◆ EXERCISE OBJECTIVE ◆
Display every line in the items below that contains the word "behind".

◆ MATERIALS PROVIDED ◆
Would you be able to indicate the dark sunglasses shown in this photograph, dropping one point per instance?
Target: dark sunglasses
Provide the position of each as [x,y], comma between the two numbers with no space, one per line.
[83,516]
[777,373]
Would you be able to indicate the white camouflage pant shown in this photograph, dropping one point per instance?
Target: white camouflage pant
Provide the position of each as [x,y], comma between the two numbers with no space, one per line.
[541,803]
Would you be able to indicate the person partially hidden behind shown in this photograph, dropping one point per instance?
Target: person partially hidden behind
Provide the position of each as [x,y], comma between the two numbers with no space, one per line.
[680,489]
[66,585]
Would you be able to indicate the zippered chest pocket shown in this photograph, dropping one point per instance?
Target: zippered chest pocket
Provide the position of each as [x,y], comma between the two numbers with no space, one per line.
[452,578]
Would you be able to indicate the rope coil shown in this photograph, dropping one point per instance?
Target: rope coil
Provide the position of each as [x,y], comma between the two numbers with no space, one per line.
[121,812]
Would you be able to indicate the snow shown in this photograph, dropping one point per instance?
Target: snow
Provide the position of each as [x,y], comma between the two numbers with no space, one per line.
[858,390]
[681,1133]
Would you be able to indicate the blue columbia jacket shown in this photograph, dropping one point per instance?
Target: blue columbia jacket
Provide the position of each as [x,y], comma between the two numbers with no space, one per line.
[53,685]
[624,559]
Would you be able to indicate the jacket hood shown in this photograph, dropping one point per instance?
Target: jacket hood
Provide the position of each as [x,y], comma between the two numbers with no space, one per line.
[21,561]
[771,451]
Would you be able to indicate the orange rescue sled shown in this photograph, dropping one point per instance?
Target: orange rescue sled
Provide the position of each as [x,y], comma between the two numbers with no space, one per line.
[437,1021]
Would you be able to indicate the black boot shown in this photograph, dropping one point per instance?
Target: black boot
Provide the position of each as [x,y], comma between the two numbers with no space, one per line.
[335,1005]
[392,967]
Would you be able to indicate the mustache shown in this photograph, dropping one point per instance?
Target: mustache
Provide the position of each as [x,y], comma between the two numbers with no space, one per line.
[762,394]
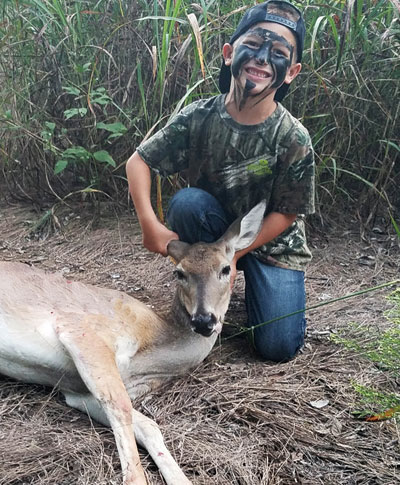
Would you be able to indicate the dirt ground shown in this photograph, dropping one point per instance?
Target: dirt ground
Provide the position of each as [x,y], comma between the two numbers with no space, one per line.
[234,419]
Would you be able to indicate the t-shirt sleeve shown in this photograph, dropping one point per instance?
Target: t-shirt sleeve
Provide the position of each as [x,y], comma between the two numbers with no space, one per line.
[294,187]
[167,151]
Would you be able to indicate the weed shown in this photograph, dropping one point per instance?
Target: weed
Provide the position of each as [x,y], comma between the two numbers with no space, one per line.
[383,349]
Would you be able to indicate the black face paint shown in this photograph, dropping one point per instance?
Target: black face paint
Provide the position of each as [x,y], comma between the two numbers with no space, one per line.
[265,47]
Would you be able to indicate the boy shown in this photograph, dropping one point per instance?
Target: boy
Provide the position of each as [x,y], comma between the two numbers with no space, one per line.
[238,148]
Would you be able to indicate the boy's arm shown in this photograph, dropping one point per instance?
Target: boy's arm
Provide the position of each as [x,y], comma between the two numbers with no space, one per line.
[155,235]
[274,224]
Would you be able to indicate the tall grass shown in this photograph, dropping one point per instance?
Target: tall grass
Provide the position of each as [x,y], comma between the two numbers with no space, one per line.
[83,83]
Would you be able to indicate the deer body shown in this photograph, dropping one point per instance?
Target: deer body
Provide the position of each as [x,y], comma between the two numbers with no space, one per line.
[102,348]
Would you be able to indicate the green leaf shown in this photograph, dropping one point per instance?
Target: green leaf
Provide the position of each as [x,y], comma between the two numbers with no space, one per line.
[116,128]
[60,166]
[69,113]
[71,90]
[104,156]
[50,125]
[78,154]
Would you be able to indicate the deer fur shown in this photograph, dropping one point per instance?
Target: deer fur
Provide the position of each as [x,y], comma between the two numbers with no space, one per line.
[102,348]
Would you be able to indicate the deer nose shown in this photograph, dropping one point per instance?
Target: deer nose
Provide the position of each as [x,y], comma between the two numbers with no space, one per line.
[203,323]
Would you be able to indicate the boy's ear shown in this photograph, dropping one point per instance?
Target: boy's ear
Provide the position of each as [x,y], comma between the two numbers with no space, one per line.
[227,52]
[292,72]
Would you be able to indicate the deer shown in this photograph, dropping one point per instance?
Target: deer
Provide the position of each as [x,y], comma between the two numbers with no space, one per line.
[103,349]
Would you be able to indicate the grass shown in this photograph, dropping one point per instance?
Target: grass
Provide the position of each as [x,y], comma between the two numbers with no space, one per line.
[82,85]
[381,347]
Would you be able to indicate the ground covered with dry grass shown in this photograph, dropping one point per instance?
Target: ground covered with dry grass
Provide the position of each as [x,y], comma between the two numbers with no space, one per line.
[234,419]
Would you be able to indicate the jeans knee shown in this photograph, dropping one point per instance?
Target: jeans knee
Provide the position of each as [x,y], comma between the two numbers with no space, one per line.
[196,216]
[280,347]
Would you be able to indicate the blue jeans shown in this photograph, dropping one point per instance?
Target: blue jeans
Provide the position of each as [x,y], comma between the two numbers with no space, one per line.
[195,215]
...
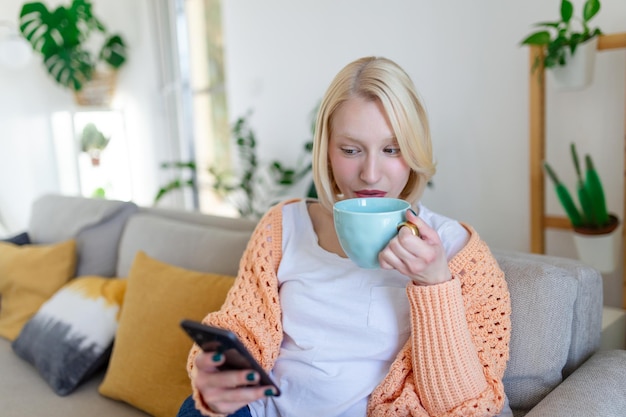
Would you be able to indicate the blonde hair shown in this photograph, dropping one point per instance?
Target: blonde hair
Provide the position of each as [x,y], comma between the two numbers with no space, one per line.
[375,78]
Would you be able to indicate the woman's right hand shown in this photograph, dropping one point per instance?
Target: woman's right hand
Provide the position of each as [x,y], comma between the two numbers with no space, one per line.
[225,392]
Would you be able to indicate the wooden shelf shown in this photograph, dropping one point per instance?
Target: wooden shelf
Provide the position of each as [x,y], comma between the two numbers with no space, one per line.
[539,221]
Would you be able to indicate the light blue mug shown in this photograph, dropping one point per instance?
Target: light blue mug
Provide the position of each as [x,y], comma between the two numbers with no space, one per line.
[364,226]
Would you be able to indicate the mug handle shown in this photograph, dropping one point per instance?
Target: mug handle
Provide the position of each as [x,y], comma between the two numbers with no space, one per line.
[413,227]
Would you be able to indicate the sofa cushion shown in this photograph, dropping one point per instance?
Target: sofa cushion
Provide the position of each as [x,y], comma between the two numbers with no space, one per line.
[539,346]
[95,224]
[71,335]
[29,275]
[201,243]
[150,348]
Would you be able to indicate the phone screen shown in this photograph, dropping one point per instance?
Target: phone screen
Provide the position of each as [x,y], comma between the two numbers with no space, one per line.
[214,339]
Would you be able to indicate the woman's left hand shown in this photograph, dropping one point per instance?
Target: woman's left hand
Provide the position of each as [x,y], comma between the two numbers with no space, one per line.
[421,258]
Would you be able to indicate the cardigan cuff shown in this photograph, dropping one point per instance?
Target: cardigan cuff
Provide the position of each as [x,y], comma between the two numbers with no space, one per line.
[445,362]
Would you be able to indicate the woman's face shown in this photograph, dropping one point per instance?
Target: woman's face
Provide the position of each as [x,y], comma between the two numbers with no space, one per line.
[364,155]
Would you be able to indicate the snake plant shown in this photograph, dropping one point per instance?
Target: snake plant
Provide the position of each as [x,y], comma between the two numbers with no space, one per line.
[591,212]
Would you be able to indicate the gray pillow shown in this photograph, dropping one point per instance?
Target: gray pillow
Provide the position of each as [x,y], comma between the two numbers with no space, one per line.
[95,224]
==
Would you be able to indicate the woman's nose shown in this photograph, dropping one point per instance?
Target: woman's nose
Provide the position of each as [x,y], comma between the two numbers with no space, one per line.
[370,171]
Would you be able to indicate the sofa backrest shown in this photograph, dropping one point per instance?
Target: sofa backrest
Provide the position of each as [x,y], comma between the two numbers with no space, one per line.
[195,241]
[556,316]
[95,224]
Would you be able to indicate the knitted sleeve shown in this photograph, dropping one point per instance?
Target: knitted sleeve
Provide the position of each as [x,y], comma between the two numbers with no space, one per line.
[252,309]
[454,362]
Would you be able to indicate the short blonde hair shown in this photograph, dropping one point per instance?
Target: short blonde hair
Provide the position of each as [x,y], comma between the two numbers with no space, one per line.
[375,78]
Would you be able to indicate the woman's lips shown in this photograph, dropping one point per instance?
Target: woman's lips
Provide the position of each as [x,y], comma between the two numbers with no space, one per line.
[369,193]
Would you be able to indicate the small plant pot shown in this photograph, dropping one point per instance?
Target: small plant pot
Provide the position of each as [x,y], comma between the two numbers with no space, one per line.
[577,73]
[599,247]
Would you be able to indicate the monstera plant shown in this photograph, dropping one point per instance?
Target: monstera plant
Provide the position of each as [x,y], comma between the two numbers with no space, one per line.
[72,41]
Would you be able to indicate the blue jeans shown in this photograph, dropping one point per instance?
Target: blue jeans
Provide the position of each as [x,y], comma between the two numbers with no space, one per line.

◆ THE ANSWER ◆
Would you be able to indicate the person partially hidden behind shown in this photograph, dropping one point per instance?
Target: person partially hidden behind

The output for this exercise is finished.